(WORKING DATA)
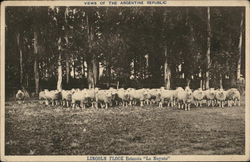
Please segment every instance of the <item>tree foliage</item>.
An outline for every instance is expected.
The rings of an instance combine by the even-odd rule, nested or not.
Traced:
[[[218,86],[220,78],[225,86],[231,80],[228,86],[232,86],[239,58],[244,76],[245,53],[239,53],[244,9],[210,8],[211,67],[207,69],[206,7],[7,7],[6,90],[35,91],[36,59],[40,89],[56,88],[59,65],[64,89],[105,88],[118,82],[125,88],[160,87],[166,82],[165,66],[171,88],[187,82],[197,88],[207,71],[211,86]],[[244,43],[243,39],[242,49]]]

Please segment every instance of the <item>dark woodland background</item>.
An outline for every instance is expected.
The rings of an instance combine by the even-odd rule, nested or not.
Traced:
[[[5,92],[238,87],[243,7],[6,7]]]

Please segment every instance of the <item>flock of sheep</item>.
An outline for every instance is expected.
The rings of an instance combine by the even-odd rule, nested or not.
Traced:
[[[19,90],[16,94],[17,100],[24,99],[24,93]],[[228,90],[201,88],[192,91],[189,87],[185,89],[178,87],[175,90],[166,90],[164,87],[155,89],[72,89],[72,90],[47,90],[39,93],[39,100],[46,105],[62,105],[70,108],[113,106],[135,106],[135,105],[157,105],[159,107],[177,107],[190,110],[190,107],[206,106],[240,106],[240,92],[236,88]]]

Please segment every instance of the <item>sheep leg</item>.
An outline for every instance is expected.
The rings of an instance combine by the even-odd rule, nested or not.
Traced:
[[[171,107],[174,107],[174,105],[173,105],[173,101],[171,101],[171,102],[170,102],[170,106],[171,106]]]
[[[214,100],[211,100],[210,105],[211,105],[212,107],[214,107]]]
[[[83,108],[83,101],[80,101],[80,108]]]
[[[132,101],[130,100],[129,103],[128,103],[129,106],[132,106]]]
[[[92,104],[91,106],[92,108],[98,109],[98,101],[92,102],[91,104]]]
[[[238,106],[240,106],[240,100],[238,100]]]
[[[160,101],[160,102],[159,102],[159,108],[161,108],[161,107],[162,107],[162,102]]]
[[[220,105],[219,107],[222,107],[222,101],[218,101],[218,102],[219,102],[219,105]]]
[[[183,107],[184,107],[184,110],[187,111],[187,104],[186,103],[183,104]]]
[[[210,100],[207,100],[207,106],[210,106]]]
[[[141,101],[141,104],[140,104],[140,106],[141,106],[141,107],[143,106],[143,101]]]
[[[45,100],[45,105],[48,106],[49,105],[49,101]]]

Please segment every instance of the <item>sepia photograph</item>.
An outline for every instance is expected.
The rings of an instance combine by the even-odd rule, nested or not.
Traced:
[[[5,156],[248,154],[246,6],[1,12]]]

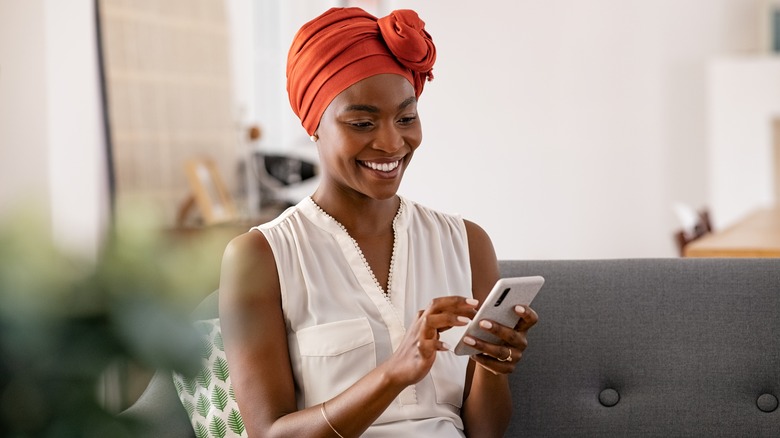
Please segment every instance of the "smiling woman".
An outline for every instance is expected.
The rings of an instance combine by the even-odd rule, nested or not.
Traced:
[[[219,310],[249,435],[502,436],[507,375],[537,320],[486,324],[457,356],[498,278],[490,238],[397,194],[422,143],[418,99],[436,60],[411,10],[333,8],[288,56],[293,111],[317,144],[316,191],[225,250]]]

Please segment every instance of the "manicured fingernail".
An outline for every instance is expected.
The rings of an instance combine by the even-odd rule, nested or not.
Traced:
[[[470,319],[466,318],[465,316],[458,315],[458,321],[462,322],[463,324],[468,324],[471,322]]]
[[[477,345],[477,341],[475,341],[471,336],[465,336],[463,338],[463,343],[467,345]]]
[[[474,298],[468,298],[466,299],[466,304],[470,306],[476,306],[477,304],[479,304],[479,300],[475,300]]]
[[[480,321],[479,326],[488,330],[493,328],[493,324],[490,321],[485,321],[485,320]]]
[[[517,313],[525,313],[525,307],[523,307],[523,306],[515,306],[515,311]]]
[[[444,347],[446,350],[452,350],[452,347],[450,347],[450,344],[446,342],[442,342],[441,346]]]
(End WORKING DATA)
= TASK PROMPT =
All lines above that include the word "Please" must be copied into the answer.

= RESPONSE AREA =
Please segment every instance of the <item>tree foliage</item>.
Please segment every instance of the <item>dark woodland background</item>.
Please segment every instance of the <item>flock of sheep</item>.
Please segment every instance of the <item>sheep leg</item>.
Please segment every instance of the <item>sepia photograph</item>.
Please segment every instance of the "smiling woman".
Please segment every instance of the "manicured fingernail".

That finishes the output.